═════ Estratto della fonte ═════

Igiaba Scego è una scrittrice italiana, nata a Roma nel 1974. Proviene da una famiglia somala che si trasferì nel nostro paese dopo la seconda guerra mondiale. Il padre era un uomo colto e conosceva le lingue. Durante il colonialismo, dovette fare da traduttore per il criminale di guerra Rodolfo Graziani. E, per un periodo, svolse anche il lavoro di diplomatico. Per questo motivo, l’autrice porta su di sé i segni visibili e invisibili di questa doppia identità che spesso significa lacerazioni e sofferenze, accentuate dal fatto che, attualmente, alcuni componenti della famiglia di origine sono letteralmente sparsi per il mondo: Gran Bretagna, Stati Uniti, Somalia, Quebec. Di fronte a tutto questo, Scego ha sentito il bisogno di raccontare la storia sua e della sua famiglia, forse anche per mettere ordine in un universo molto complesso. In altri libri precedenti aveva affrontato la questione, ma mai con questa sistematicità e profondità.
Nasce così Cassandra a Mogadiscio, libro coinvolgente e impegnativo che, tra l’altro, ha il pregio di farci conoscere non solo la biografia della scrittrice ma molto del contesto in cui è avvenuta la sua crescita. e la storia della distruzione definitiva di Mogadiscio, amatissima città verso cui è rivolto l’impegno della memoria per non perdere il senso delle proprie radici e della propria fisionomia. Come fu per la città di Troia, che non ascoltò Cassandra, figlia di Ecuba e di Priamo, che ne profetizzò la fine e la distruzione, Scego piange la rovina predetta della sua città.
È proprio la necessità di conservare e tramandare la memoria che spinge l’autrice a rivolgersi alla nipote lontana dando al suo racconto la forma di una lunga lettera. Non solo un espediente letterario, dunque, ma molto di più. Igiaba diventa la mediazione tra la ragazza che vive in Canada e sua nonna, madre della scrittrice. Le due donne infatti non possono comunicare facilmente tra loro perché non parlano la stessa lingua. Il libro inizia con lo strazio di una separazione e finisce con alcuni addii. Nel mezzo tante storie e sullo sfondo molto spesso la guerra, le vicende terribili del colonialismo italiano in Somalia destinato a perdurare anche dopo la caduta del Duce attraverso iniziative politiche e commerciali avviate dall’ONU. E la guerra civile contro Siad Barre, feroce dittatore che a parole proclama il socialismo e di fatto instaura una vera dittatura. Più tardi le azioni senza quartiere delle bande armate di mercenari e combattenti. Infine Mogadiscio, rasa al suolo. Di tutto questo Roma e l’Italia hanno mantenuto una memoria senza dubbio edulcorata. Nella toponomastica e nei musei: basti pensare ai numerosi oggetti trafugati durante il colonialismo e conservati nel “Museo della Civiltà e del Lavoro”.
All’inizio della narrazione, Scego dichiara che il filo conduttore del racconto è Jirro che in somalo vuol dire malattia. Dolore, senz’altro, ma anche nostalgia e malinconia. Jirro sarà una presenza costante in molte delle situazioni che vengono raccontate e che sembrano tutte segnare ferite decisive nel cuore di chi narra e di chi legge. Si tratta di un cammino che non fa sconti e si sofferma, per esempio, sulla crudeltà del rito dell’infibulazione che coinvolse anche le donne della famiglia a cui l’autrice appartiene: Corpi mutilati, violati, dileggiati per il colore della pelle. La sensibilità femminile verso il tema del corpo aggiunge realtà ai fatti raccontati, la vista appannata di Scego nutre la memoria individuale e collettiva dichiarando che è “nella nebbia che spesso si nasconde la verità”.

═════ Informazioni di partenza ═════

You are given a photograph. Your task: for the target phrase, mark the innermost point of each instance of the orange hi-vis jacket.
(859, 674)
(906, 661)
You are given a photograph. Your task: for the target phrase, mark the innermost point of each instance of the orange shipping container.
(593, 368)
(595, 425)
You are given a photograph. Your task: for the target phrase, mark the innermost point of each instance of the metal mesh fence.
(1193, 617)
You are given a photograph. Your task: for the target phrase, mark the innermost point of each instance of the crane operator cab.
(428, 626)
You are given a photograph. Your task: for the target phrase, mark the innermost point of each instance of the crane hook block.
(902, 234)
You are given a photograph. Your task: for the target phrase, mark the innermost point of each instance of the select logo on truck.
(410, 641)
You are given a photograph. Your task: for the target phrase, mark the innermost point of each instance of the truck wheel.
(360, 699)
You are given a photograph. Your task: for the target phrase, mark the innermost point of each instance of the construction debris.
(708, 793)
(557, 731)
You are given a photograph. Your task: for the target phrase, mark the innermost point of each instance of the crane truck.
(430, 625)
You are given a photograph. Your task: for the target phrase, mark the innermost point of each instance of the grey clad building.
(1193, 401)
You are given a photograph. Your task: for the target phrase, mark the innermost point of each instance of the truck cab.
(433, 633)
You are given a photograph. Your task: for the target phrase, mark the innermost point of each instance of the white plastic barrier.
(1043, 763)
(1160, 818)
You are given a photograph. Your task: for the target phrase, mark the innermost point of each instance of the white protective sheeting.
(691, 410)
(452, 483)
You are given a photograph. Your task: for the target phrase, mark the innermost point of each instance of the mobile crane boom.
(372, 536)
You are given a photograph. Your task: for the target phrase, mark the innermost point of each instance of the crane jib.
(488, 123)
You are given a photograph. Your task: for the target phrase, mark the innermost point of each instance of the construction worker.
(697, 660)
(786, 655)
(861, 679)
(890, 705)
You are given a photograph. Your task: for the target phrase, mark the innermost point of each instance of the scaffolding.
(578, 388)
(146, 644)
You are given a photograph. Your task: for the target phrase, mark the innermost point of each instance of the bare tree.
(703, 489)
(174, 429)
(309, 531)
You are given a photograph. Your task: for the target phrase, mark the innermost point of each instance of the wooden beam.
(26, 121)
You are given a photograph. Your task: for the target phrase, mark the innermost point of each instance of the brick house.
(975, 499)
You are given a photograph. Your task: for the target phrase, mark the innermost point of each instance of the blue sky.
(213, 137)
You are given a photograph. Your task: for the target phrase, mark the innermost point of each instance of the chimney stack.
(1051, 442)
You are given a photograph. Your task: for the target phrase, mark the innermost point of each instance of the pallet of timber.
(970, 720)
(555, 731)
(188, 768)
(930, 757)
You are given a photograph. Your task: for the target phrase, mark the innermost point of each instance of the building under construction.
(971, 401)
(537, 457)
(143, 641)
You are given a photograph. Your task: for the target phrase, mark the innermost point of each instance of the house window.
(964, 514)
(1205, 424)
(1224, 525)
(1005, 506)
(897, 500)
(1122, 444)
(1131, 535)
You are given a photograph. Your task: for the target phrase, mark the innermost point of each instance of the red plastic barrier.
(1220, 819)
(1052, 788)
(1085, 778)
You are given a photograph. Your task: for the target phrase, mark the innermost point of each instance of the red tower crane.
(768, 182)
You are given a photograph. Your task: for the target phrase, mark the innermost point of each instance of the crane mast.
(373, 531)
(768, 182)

═════

Riscrivi il brano della recensione che comincia con le parole "Nasce così Cassandra" e si chiude dopo "della sua città.", sostituendo "Troia" con "Ilio".

** Risposta al compito **
Nasce così Cassandra a Mogadiscio, libro coinvolgente e impegnativo che, tra l’altro, ha il pregio di farci conoscere non solo la biografia della scrittrice ma molto del contesto in cui è avvenuta la sua crescita. e la storia della distruzione definitiva di Mogadiscio, amatissima città verso cui è rivolto l’impegno della memoria per non perdere il senso delle proprie radici e della propria fisionomia. Come fu per la città di Ilio, che non ascoltò Cassandra, figlia di Ecuba e di Priamo, che ne profetizzò la fine e la distruzione, Scego piange la rovina predetta della sua città.